[Excerpts from a dataset]
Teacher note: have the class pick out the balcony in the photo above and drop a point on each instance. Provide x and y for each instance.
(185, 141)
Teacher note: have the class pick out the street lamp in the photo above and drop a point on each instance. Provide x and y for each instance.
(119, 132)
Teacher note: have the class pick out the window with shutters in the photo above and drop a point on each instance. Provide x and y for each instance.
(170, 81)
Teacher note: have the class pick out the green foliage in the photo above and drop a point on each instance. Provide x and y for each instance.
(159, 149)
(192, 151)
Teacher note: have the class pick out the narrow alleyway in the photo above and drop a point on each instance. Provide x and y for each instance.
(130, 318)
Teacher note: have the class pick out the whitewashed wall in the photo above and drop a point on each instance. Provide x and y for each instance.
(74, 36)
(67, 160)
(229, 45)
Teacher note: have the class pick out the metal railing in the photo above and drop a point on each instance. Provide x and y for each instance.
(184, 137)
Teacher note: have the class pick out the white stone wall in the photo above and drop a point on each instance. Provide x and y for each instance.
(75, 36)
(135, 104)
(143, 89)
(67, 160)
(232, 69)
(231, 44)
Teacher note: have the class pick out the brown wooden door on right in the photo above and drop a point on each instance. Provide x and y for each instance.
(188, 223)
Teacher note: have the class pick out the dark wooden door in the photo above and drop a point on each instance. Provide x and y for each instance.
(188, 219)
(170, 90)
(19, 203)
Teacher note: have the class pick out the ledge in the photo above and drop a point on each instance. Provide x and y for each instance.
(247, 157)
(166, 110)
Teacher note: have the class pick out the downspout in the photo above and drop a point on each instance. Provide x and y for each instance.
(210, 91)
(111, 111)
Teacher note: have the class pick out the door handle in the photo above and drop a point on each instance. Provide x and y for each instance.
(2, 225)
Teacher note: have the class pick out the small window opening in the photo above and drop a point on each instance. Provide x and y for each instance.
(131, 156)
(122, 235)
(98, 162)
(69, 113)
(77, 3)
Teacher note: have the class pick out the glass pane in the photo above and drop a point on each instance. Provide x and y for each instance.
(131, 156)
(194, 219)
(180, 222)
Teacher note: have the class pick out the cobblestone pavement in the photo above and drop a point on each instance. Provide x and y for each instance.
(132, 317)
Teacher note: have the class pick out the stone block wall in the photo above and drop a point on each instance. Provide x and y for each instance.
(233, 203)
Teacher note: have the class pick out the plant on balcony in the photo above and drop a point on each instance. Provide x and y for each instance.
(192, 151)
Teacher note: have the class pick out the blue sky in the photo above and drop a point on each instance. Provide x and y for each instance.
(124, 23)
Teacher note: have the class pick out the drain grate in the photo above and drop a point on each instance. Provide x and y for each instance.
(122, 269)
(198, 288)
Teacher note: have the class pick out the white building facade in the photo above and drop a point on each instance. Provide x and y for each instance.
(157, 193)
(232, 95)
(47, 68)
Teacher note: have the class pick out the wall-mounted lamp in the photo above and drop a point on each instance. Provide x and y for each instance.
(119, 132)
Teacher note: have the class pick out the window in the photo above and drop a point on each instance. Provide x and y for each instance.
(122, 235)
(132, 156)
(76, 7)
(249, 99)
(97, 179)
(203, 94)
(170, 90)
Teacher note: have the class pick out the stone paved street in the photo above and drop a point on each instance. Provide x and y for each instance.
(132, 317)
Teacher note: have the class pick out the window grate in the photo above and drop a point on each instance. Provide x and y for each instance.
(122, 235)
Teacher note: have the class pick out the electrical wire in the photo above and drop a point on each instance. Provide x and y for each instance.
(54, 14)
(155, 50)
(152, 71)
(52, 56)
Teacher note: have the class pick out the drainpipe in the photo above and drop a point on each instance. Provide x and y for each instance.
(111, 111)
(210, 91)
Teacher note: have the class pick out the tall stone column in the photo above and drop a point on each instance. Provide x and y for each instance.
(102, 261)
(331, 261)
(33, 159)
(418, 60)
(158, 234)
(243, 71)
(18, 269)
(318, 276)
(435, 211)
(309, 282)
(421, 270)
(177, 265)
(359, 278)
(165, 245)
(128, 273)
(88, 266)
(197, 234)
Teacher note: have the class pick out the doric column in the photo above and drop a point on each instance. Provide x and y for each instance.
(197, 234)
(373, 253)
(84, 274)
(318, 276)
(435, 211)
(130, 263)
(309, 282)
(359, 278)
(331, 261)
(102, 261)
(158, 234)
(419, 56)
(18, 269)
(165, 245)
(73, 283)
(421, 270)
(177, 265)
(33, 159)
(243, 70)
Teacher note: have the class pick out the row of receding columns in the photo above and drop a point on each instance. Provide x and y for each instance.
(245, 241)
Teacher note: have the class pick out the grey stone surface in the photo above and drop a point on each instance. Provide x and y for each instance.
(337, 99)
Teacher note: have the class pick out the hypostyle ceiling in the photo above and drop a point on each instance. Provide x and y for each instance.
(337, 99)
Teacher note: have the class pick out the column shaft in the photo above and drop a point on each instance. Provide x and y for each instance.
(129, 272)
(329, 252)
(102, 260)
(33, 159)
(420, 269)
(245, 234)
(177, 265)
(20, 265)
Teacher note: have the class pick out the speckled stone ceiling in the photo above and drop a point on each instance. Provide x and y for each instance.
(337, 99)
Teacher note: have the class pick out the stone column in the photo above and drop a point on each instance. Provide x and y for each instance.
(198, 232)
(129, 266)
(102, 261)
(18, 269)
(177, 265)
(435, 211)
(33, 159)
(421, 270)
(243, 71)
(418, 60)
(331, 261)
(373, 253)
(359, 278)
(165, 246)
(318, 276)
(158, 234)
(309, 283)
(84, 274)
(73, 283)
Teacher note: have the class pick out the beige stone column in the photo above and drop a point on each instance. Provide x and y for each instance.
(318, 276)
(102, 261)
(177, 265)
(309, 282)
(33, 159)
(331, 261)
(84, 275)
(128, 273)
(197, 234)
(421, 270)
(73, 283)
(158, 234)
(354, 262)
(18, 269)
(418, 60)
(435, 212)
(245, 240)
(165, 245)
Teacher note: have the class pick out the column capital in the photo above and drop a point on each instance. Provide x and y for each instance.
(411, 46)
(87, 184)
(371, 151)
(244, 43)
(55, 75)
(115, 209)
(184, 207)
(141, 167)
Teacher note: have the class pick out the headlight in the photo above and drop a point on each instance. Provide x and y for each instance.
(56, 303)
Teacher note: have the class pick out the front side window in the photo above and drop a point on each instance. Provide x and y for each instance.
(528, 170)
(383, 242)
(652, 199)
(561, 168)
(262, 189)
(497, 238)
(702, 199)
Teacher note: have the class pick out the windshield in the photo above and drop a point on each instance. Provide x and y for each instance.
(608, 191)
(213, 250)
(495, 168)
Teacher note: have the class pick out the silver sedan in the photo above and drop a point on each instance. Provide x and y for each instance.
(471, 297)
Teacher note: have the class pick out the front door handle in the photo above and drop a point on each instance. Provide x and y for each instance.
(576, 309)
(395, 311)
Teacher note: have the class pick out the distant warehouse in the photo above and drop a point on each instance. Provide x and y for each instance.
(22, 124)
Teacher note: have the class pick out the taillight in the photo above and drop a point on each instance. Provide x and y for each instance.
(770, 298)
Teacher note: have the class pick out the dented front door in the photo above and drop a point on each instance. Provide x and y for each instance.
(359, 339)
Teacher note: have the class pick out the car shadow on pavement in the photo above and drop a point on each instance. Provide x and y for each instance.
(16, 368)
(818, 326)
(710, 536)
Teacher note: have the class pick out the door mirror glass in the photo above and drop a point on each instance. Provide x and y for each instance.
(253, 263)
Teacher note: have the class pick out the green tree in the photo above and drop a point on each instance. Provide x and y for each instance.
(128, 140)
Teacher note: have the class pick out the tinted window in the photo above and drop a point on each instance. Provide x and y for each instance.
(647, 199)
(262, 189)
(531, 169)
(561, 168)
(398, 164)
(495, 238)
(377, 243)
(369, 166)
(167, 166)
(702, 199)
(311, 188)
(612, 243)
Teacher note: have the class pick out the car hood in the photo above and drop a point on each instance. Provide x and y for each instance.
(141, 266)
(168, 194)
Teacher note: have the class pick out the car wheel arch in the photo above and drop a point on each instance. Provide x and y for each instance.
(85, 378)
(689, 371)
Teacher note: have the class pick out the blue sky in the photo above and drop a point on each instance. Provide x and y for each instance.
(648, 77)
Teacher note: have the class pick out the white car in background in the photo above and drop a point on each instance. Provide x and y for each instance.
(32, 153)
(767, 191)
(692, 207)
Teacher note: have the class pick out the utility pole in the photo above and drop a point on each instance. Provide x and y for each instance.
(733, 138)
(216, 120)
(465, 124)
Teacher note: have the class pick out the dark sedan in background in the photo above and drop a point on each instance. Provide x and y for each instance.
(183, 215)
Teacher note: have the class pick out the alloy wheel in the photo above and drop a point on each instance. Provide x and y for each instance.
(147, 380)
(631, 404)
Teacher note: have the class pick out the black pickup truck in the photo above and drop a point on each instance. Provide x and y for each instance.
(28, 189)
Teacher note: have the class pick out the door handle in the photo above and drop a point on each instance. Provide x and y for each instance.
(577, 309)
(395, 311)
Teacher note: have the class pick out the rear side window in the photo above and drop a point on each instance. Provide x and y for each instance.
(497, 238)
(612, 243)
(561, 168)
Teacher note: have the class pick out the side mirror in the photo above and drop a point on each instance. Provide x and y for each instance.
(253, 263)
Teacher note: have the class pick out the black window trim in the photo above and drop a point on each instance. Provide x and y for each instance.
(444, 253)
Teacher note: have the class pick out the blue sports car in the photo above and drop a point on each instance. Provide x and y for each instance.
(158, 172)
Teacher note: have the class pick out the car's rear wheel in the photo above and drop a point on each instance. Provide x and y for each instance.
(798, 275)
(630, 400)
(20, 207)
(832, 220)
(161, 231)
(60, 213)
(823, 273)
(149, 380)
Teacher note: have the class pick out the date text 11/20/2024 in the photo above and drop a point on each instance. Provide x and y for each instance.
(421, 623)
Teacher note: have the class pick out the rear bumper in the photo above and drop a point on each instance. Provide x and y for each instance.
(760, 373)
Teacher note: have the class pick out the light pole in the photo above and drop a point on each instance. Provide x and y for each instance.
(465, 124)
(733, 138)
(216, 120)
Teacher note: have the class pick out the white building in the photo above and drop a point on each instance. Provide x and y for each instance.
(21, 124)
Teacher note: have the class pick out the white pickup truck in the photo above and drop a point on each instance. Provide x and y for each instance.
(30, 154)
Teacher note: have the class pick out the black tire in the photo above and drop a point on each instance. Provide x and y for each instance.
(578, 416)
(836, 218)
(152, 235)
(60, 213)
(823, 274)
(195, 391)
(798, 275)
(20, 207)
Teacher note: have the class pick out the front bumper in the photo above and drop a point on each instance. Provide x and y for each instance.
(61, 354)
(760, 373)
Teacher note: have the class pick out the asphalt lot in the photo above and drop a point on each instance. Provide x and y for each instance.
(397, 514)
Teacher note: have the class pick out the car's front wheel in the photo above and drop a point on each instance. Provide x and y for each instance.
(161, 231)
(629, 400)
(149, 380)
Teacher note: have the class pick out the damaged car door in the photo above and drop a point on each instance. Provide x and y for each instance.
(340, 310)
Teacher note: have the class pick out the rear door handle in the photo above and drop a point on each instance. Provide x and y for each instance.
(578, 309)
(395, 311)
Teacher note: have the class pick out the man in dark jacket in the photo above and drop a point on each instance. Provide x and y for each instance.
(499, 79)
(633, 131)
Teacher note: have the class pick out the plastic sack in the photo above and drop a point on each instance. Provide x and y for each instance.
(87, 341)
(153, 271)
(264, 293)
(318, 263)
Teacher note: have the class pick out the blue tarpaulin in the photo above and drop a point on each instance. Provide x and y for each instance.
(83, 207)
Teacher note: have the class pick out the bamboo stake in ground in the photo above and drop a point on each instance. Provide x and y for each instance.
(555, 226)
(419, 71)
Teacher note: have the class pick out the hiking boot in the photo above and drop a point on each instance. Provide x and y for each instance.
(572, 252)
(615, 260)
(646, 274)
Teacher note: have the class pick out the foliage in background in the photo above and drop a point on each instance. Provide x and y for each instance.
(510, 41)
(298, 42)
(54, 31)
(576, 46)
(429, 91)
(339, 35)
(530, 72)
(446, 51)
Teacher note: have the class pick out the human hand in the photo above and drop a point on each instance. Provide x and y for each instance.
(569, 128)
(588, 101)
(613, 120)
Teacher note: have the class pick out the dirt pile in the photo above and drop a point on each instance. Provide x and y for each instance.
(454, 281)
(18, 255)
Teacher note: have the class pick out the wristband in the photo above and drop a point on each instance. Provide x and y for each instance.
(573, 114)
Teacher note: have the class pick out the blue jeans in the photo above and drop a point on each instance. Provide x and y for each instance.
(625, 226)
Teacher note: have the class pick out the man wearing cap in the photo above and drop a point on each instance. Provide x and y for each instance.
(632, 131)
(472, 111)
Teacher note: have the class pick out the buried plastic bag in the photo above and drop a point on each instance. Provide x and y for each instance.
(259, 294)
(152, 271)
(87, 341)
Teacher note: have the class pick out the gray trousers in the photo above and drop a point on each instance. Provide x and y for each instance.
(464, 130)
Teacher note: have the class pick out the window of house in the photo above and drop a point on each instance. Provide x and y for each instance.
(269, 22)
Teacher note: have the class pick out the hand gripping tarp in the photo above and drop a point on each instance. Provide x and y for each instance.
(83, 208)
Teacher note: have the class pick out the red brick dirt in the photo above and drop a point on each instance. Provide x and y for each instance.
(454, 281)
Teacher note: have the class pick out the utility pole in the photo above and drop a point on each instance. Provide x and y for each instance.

> _YOUR INSTRUCTIONS_: Beginning with the line that holds "Teacher note: have the class pick out the human", please return every line through the end of the data, exactly as written.

> _REPLY_:
Teacher note: have the class pick out the human hand in the photo above and drop a point on each instance. Provide x and y for each instance.
(569, 128)
(588, 101)
(613, 120)
Teacher note: have the class pick out the dirt pile in the photo above and drop a point on each instance. Provide x and y for each instance.
(454, 281)
(18, 255)
Teacher note: have the class pick out the wristband in the photo above and drop a point on each instance. Provide x and y for each instance.
(573, 114)
Teacher note: have the class pick out the blue jeans in the photo above and drop a point on each instance. Provide x and y for each instance.
(625, 226)
Teacher note: have the class pick out the man wearing cap in the photo above and drop a point on each instance. Provide x and y for each instance.
(632, 131)
(472, 111)
Teacher note: have the class pick out the buried plastic bag in the photo above and drop a point on each instance. Provide x and y for each instance.
(259, 294)
(152, 271)
(87, 341)
Teacher note: have the class pick out the gray trousers in the photo above and drop a point on each instance. Provide x and y for each instance.
(464, 130)
Teacher note: have the class pick out the window of house in the photo above and drop a point on each instance. Provide x and y for each instance.
(269, 22)
Teacher note: have the class pick out the hand gripping tarp in the photo above and drop a point on each instance. Provide x and y for each instance.
(83, 208)
Teacher note: have the class pick out the red brick dirt in the photo above and drop a point on each instance. Provide x and y for each instance.
(454, 281)
Teacher note: have the class pick out the utility pole in the photo above and drop a point on each instance. Provide x and y for each instance.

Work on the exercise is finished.